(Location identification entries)
--------------------------------------------------

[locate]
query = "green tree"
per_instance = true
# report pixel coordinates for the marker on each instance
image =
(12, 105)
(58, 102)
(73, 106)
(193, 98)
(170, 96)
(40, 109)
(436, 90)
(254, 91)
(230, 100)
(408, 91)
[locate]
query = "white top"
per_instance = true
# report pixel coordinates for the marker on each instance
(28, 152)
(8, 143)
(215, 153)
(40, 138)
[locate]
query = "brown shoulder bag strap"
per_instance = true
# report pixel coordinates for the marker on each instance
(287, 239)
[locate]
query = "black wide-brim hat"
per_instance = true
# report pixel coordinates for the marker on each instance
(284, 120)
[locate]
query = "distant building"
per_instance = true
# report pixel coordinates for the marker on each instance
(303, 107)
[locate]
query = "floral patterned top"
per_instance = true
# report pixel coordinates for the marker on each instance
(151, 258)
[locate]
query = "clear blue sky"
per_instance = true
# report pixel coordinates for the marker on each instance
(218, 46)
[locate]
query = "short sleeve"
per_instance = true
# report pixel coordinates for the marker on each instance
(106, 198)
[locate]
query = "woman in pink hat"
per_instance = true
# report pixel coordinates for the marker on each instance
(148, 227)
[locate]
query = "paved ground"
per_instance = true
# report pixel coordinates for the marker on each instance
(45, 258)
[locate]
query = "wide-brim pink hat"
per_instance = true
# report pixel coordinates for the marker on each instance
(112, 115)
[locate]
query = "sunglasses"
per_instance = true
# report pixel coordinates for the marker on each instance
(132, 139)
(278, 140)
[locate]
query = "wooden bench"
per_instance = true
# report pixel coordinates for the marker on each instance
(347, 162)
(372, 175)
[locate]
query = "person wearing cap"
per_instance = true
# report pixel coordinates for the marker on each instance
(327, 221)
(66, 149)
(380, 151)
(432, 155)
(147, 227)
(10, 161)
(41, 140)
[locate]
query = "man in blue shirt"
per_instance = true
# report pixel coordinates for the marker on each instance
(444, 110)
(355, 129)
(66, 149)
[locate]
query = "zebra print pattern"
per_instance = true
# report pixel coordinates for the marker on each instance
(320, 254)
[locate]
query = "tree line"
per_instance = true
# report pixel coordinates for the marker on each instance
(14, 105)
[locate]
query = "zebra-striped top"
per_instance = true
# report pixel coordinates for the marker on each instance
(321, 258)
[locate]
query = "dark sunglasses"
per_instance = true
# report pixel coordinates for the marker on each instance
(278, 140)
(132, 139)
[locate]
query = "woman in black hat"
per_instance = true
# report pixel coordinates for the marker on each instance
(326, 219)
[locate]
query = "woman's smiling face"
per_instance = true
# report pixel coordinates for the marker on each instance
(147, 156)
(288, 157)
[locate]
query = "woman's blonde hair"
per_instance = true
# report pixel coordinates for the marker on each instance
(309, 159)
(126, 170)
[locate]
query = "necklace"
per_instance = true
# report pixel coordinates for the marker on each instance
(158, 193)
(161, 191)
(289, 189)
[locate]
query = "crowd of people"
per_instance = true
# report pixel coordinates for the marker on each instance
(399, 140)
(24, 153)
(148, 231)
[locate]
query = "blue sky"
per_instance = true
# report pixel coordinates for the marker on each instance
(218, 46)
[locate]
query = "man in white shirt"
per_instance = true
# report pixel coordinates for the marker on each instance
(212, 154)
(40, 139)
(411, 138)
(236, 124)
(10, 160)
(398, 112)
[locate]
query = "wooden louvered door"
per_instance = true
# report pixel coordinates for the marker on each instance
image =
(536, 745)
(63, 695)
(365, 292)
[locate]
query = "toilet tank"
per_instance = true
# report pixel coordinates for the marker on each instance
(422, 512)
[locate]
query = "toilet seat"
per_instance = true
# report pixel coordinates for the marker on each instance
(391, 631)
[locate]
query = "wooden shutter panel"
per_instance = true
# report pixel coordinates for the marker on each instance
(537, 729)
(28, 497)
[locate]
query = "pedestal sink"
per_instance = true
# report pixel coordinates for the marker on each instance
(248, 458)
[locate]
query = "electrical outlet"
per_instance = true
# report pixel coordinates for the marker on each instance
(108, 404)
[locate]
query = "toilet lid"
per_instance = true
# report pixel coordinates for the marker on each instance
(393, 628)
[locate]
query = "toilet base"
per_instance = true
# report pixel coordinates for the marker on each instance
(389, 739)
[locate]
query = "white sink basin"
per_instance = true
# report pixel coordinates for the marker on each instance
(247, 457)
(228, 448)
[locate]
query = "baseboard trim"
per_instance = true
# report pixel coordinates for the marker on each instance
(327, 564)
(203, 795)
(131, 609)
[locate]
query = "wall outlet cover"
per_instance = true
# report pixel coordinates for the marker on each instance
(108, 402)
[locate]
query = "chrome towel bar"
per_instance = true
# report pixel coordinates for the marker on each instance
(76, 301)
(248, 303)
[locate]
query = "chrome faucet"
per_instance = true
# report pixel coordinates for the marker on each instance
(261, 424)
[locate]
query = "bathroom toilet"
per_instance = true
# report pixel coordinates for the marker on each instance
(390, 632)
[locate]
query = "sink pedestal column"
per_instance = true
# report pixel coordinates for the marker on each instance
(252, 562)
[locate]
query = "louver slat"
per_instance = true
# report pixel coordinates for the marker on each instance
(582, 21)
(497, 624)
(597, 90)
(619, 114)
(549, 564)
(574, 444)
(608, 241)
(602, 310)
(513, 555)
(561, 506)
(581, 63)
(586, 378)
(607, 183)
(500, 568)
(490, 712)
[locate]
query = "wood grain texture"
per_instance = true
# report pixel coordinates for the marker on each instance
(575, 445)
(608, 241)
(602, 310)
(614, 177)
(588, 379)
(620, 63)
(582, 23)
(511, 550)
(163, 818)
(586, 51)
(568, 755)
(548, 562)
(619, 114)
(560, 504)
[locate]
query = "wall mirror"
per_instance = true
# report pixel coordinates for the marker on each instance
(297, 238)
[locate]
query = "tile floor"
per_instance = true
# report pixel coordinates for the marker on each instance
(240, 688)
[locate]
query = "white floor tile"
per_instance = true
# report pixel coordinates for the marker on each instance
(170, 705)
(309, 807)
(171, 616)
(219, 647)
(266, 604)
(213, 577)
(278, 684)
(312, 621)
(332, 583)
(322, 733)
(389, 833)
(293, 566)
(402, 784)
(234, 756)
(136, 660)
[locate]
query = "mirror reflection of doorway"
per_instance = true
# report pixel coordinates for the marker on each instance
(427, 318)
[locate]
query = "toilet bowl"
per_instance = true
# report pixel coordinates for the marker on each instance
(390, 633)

--------------------------------------------------

(GIVEN EXERCISE) Count the lines in the listing above that contain the string "wide". Give only the number.

(OUTPUT FOR THIS TASK) 2